■ **What needs to be done**:
Omit the pictures and print exactly the lines of the listing below, starting at the first and ending at the line containing "Can you please pinpoint where the jersey".
[Opening Excerpted data section]
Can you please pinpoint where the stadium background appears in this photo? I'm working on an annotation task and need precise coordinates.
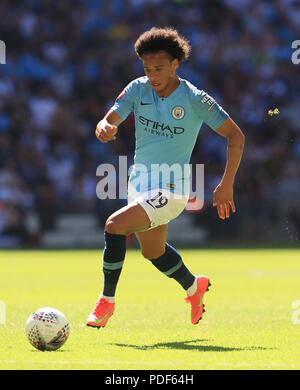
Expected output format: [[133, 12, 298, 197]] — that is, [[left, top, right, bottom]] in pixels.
[[0, 0, 299, 249]]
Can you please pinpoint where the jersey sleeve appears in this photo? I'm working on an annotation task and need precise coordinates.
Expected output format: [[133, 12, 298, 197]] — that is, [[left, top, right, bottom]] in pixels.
[[190, 88, 229, 131], [111, 79, 139, 121]]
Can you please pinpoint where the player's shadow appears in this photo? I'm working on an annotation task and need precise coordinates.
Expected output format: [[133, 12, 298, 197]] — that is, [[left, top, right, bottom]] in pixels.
[[112, 339, 271, 352]]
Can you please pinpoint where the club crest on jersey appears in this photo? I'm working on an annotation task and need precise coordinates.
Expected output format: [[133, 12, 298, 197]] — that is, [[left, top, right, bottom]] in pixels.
[[172, 106, 185, 120]]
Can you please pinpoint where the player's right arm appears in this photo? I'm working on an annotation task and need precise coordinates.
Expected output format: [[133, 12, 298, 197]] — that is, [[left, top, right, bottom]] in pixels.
[[95, 78, 139, 143], [95, 109, 123, 143]]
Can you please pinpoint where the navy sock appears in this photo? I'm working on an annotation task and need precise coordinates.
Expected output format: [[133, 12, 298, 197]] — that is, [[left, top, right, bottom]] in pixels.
[[102, 231, 126, 297], [149, 243, 195, 290]]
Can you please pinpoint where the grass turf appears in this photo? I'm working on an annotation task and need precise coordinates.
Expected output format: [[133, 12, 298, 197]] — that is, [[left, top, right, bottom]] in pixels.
[[0, 248, 300, 370]]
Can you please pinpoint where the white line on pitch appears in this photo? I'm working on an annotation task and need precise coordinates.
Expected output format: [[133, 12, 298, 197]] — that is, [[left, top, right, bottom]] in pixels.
[[0, 360, 298, 368]]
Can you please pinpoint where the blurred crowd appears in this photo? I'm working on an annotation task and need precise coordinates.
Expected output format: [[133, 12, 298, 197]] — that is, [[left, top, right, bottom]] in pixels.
[[0, 0, 299, 247]]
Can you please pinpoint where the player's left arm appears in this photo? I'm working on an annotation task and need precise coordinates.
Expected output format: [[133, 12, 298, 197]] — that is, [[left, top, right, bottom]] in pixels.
[[213, 117, 245, 220]]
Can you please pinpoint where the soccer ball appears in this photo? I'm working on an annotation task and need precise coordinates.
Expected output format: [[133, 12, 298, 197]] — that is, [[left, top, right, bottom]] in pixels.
[[25, 307, 70, 351]]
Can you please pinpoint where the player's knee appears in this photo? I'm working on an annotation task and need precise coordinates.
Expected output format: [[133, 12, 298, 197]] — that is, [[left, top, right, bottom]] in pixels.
[[105, 218, 125, 235], [141, 248, 165, 260]]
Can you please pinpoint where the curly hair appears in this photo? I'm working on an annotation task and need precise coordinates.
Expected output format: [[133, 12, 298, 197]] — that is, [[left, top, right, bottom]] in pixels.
[[134, 27, 191, 62]]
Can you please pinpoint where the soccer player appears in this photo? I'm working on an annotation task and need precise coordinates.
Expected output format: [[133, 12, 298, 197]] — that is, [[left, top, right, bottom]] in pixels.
[[87, 27, 245, 327]]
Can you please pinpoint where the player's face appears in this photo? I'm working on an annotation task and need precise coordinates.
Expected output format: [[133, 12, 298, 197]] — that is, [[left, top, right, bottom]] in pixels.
[[142, 51, 179, 97]]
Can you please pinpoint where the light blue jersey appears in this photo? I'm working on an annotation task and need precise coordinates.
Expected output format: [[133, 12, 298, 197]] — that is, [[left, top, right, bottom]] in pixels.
[[111, 76, 229, 195]]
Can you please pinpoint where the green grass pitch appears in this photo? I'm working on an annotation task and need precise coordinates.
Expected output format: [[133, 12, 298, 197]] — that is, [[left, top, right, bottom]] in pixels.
[[0, 248, 300, 370]]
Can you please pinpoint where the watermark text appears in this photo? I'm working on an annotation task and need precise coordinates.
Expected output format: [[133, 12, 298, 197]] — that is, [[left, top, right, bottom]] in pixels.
[[0, 40, 6, 64], [291, 40, 300, 65], [0, 301, 5, 324], [96, 157, 204, 211], [291, 300, 300, 325]]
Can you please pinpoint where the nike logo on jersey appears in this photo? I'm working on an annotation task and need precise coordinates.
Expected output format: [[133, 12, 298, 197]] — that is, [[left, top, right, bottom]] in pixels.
[[140, 101, 152, 105]]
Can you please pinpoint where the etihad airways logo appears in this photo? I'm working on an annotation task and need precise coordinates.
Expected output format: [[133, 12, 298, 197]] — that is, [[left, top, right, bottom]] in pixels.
[[139, 115, 185, 139]]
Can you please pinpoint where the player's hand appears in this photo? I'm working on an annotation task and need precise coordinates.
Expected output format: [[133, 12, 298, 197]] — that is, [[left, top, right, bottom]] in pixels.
[[213, 183, 236, 220], [95, 120, 118, 143]]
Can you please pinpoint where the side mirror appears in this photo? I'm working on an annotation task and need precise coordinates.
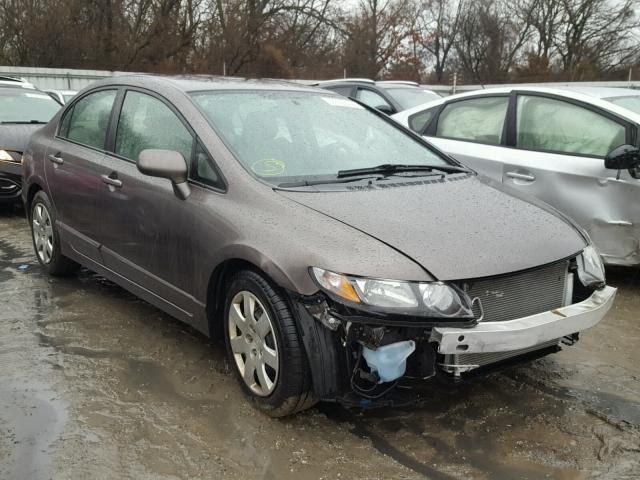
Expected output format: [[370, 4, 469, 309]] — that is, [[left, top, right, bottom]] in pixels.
[[604, 144, 640, 171], [137, 149, 191, 200], [375, 104, 394, 115]]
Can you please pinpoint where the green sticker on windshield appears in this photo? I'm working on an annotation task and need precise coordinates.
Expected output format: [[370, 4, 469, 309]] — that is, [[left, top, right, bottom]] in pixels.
[[251, 159, 286, 176]]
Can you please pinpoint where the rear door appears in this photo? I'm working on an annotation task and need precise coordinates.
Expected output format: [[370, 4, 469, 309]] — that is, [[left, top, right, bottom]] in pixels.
[[423, 95, 511, 180], [503, 93, 638, 264], [95, 88, 203, 321], [44, 88, 118, 263]]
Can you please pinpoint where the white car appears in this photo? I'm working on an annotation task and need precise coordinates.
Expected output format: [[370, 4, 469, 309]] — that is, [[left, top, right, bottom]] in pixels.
[[0, 76, 35, 89], [44, 89, 78, 105], [393, 86, 640, 267]]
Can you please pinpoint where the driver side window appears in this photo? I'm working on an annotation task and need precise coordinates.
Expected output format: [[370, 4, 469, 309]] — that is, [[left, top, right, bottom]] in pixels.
[[516, 95, 626, 157], [115, 90, 193, 163], [356, 88, 394, 113]]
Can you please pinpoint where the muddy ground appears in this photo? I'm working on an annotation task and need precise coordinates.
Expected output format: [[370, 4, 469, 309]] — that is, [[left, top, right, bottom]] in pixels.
[[0, 205, 639, 480]]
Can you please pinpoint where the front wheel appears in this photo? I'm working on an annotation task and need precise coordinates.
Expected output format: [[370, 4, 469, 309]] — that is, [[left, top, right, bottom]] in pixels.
[[224, 270, 316, 416], [30, 191, 79, 276]]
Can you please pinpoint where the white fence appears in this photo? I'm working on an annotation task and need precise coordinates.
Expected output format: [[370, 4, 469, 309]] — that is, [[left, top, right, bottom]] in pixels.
[[2, 65, 639, 95], [0, 66, 113, 90]]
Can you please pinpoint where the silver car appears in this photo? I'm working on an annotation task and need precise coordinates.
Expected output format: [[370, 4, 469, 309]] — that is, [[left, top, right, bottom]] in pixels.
[[393, 87, 640, 266]]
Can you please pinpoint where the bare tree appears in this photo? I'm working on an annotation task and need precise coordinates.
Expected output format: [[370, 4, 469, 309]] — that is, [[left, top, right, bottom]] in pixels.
[[343, 0, 413, 78], [414, 0, 465, 82], [555, 0, 638, 79], [455, 0, 538, 83]]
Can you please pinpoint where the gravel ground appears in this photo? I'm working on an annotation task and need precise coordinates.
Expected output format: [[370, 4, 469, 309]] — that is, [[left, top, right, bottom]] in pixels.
[[1, 205, 639, 480]]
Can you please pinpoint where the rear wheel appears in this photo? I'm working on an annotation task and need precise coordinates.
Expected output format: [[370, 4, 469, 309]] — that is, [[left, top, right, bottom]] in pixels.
[[30, 191, 79, 276], [224, 270, 316, 416]]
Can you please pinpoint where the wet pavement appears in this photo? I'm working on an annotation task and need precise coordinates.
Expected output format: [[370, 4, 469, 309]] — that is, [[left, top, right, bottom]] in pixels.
[[1, 205, 639, 480]]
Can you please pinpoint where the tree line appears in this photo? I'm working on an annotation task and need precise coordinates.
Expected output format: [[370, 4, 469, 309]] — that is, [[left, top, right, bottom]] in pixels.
[[0, 0, 638, 84]]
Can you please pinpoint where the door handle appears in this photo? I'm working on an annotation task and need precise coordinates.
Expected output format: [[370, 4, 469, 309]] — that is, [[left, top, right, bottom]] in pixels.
[[47, 154, 64, 165], [506, 171, 536, 182], [101, 174, 123, 188]]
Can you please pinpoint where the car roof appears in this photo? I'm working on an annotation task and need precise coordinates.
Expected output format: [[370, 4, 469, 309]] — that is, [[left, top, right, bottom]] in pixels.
[[92, 74, 322, 94], [0, 86, 50, 96], [44, 89, 78, 94], [393, 85, 640, 124], [316, 79, 423, 89]]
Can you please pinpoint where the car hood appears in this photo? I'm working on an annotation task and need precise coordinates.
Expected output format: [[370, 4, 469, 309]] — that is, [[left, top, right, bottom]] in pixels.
[[0, 124, 43, 152], [277, 174, 586, 280]]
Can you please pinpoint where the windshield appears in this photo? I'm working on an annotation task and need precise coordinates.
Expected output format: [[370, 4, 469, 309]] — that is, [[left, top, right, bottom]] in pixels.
[[606, 95, 640, 115], [385, 88, 440, 110], [191, 91, 450, 185], [0, 91, 61, 123]]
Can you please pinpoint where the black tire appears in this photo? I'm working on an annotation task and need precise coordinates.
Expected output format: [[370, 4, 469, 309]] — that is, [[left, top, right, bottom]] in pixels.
[[223, 269, 316, 417], [30, 191, 79, 276]]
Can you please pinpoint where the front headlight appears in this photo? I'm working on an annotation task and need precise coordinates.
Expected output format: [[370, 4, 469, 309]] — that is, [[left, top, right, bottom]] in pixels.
[[310, 267, 474, 318], [576, 245, 605, 287], [0, 149, 21, 163]]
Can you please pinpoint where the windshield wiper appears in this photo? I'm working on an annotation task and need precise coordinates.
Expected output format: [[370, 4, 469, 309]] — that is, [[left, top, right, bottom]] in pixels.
[[277, 176, 380, 188], [0, 120, 48, 124], [337, 163, 471, 178]]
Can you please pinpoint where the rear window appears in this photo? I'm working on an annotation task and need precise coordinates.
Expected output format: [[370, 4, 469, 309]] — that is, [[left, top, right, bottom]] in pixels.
[[606, 95, 640, 115], [385, 88, 440, 110], [0, 91, 60, 123]]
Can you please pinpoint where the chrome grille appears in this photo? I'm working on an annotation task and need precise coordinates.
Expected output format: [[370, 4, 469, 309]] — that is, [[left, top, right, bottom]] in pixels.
[[463, 261, 568, 322]]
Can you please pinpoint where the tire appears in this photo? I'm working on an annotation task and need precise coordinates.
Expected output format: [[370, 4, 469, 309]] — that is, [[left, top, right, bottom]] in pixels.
[[223, 269, 316, 417], [30, 191, 79, 276]]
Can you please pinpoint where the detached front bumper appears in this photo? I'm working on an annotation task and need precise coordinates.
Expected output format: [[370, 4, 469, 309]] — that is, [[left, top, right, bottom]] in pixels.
[[430, 286, 616, 355]]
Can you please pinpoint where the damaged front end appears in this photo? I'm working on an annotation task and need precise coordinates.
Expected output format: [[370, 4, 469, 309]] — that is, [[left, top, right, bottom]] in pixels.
[[289, 250, 616, 408]]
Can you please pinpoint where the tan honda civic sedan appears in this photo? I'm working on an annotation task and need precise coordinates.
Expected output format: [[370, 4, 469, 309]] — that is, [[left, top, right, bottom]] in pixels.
[[22, 75, 615, 416]]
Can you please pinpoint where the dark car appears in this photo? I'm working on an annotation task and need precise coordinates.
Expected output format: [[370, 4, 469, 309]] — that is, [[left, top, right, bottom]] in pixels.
[[315, 79, 440, 114], [22, 75, 615, 416], [0, 87, 61, 204]]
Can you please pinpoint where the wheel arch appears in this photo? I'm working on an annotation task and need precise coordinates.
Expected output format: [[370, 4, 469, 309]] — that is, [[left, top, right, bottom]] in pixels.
[[25, 182, 44, 215], [205, 258, 291, 340]]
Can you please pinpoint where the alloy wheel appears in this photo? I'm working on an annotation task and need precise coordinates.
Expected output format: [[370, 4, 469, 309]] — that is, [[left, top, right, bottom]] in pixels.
[[32, 203, 54, 264], [228, 291, 279, 396]]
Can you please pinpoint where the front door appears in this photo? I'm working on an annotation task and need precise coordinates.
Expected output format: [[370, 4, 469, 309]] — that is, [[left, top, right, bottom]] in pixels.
[[502, 93, 639, 265], [95, 89, 199, 321], [44, 89, 118, 263]]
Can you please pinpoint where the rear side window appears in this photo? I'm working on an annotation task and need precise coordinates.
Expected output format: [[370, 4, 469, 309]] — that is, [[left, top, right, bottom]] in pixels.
[[436, 97, 509, 145], [516, 95, 626, 157], [61, 90, 117, 149], [115, 91, 193, 162], [408, 107, 437, 134]]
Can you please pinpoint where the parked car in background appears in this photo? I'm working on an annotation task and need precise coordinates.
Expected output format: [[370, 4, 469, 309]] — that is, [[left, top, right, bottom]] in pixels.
[[602, 88, 640, 115], [0, 87, 62, 204], [23, 75, 615, 416], [393, 86, 640, 267], [315, 79, 440, 114], [44, 89, 78, 105], [0, 76, 36, 90]]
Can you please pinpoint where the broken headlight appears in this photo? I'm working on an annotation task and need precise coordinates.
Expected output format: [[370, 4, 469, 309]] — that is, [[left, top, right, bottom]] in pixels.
[[310, 267, 474, 318], [576, 245, 605, 287]]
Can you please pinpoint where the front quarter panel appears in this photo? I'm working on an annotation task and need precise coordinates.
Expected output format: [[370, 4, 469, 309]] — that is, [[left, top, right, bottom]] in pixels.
[[188, 181, 433, 305]]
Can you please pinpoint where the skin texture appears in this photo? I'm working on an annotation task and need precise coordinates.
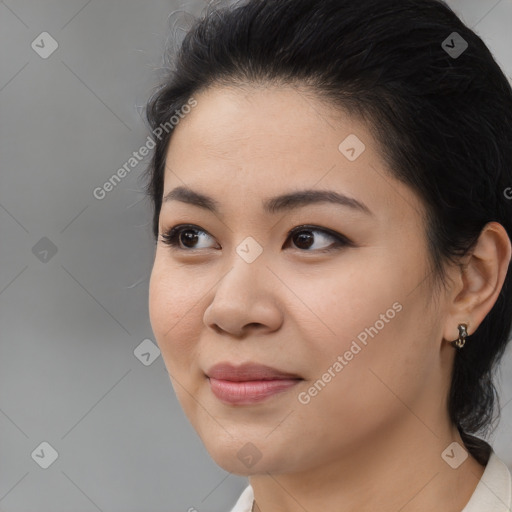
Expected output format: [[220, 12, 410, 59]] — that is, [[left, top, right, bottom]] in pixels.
[[148, 85, 511, 512]]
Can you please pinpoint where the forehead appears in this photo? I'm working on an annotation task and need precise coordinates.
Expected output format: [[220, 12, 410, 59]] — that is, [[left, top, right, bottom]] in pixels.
[[169, 85, 357, 157], [162, 85, 425, 225], [166, 85, 367, 188]]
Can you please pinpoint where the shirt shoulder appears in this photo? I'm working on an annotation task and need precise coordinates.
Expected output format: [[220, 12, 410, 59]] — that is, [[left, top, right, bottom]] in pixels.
[[228, 484, 254, 512], [461, 450, 512, 512]]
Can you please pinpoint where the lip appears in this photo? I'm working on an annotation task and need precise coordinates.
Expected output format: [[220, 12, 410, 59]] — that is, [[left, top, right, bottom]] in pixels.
[[205, 362, 302, 381], [208, 378, 301, 404], [205, 362, 303, 405]]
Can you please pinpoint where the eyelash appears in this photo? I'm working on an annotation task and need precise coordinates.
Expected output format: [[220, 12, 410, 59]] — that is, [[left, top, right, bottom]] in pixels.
[[159, 224, 353, 253]]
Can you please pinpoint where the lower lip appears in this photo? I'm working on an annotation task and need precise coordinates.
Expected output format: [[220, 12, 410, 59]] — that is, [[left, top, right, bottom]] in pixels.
[[208, 377, 301, 404]]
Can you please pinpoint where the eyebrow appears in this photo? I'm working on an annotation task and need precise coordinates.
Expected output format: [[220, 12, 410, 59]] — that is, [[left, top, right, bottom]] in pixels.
[[162, 185, 373, 216]]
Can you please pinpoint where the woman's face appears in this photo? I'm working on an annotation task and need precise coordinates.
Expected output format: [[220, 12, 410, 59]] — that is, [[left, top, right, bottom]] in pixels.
[[149, 85, 455, 475]]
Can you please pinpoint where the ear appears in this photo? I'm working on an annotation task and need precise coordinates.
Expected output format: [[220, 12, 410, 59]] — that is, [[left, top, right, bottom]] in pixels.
[[442, 221, 511, 343]]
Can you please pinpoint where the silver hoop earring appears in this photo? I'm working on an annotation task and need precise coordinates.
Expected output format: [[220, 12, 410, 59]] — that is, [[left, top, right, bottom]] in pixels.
[[451, 323, 468, 349]]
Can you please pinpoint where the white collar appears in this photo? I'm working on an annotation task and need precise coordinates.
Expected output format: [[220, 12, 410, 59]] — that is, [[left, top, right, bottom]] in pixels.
[[461, 450, 511, 511], [229, 451, 512, 512]]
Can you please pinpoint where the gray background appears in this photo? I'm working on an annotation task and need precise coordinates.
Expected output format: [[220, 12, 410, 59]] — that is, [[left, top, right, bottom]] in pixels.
[[1, 1, 511, 511]]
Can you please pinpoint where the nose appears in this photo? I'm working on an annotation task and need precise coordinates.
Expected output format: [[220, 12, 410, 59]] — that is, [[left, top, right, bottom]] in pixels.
[[203, 254, 284, 338]]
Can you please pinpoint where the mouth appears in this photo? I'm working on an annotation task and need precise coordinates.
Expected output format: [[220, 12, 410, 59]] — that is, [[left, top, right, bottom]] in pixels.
[[205, 362, 303, 405], [207, 377, 302, 404]]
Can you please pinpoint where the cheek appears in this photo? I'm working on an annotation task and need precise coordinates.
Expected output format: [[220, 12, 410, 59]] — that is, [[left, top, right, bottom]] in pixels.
[[148, 257, 203, 364], [291, 312, 422, 450], [284, 261, 398, 343], [304, 295, 432, 423], [286, 260, 425, 389]]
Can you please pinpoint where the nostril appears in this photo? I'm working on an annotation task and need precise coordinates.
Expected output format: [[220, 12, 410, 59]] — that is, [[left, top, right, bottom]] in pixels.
[[246, 322, 262, 329]]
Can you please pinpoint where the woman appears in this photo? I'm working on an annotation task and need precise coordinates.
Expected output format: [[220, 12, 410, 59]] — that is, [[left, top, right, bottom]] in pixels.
[[142, 0, 512, 510]]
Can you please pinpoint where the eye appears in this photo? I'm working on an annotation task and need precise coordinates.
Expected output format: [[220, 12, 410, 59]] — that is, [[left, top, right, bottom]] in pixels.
[[284, 225, 352, 252], [160, 224, 218, 250], [159, 224, 352, 252]]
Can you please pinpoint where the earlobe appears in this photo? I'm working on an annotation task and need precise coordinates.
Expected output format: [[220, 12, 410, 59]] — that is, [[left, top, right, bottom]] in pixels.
[[443, 221, 511, 343]]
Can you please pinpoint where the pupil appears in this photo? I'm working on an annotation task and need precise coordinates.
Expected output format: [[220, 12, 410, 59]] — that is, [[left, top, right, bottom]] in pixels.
[[181, 229, 198, 248], [295, 231, 313, 249], [178, 229, 316, 249]]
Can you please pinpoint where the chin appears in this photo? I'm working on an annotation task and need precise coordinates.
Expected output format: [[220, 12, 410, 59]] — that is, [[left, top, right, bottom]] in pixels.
[[202, 435, 288, 476]]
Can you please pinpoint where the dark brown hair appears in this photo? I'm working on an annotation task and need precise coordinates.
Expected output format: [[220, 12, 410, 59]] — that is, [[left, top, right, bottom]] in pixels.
[[141, 0, 512, 463]]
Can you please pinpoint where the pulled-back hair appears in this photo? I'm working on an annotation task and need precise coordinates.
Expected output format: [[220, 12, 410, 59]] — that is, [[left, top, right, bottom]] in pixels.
[[141, 0, 512, 463]]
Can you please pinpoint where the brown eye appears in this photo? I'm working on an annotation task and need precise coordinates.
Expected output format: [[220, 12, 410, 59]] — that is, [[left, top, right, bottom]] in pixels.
[[160, 224, 352, 253], [284, 225, 352, 252], [160, 225, 218, 250]]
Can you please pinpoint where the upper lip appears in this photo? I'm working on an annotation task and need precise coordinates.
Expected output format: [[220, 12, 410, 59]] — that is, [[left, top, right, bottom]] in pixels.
[[205, 362, 303, 381]]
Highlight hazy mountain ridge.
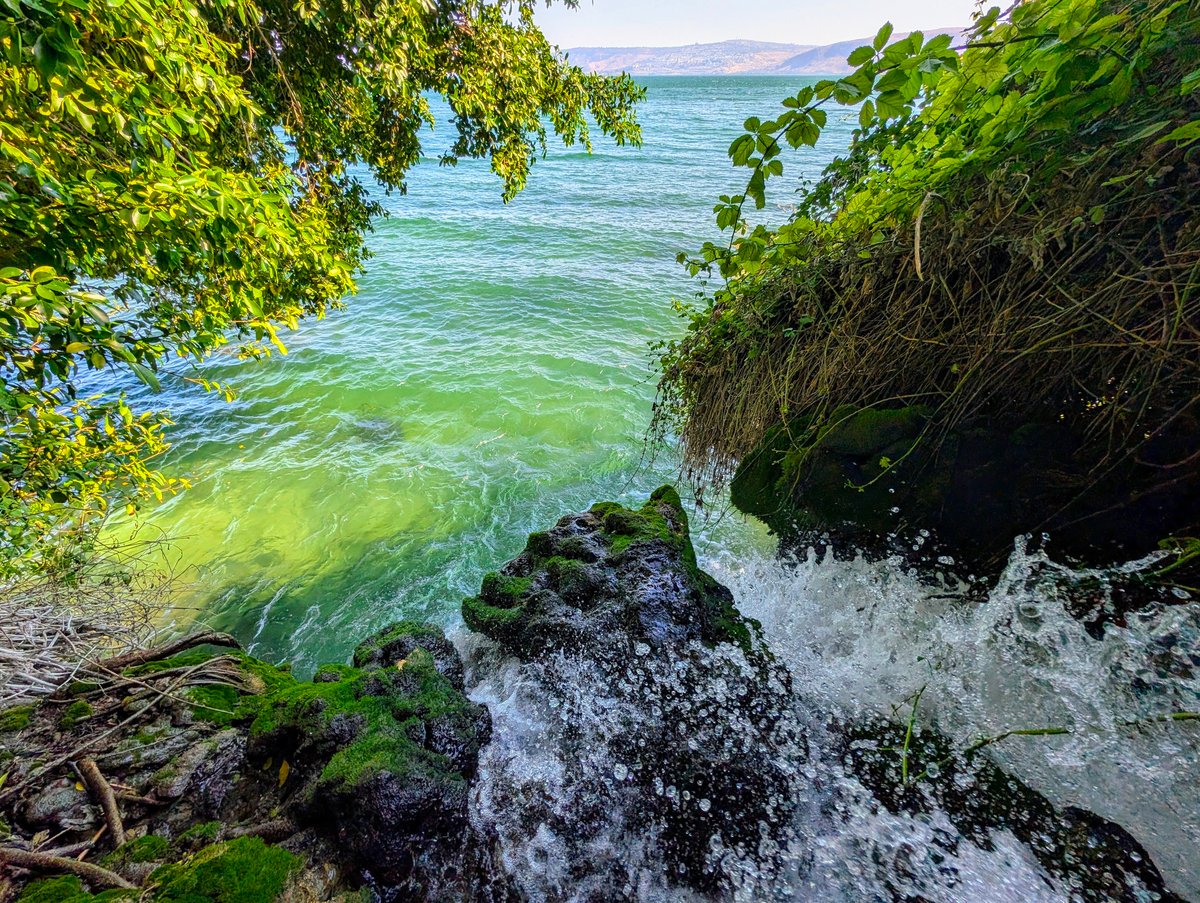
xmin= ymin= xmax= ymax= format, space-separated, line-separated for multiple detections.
[Closing Excerpted data section]
■ **Answer to this exercise**:
Can you please pinpoint where the stadium background appears in this photo? I'm working on an annotation task and need precise coordinates.
Expected output format: [[133, 12, 298, 197]] — that is, [[left, top, right, bottom]] in pixels.
[[0, 0, 299, 249]]
Can you please pinpoint where the jersey sleeve appears in this photo? I'm working on an annotation task and need precise coordinates.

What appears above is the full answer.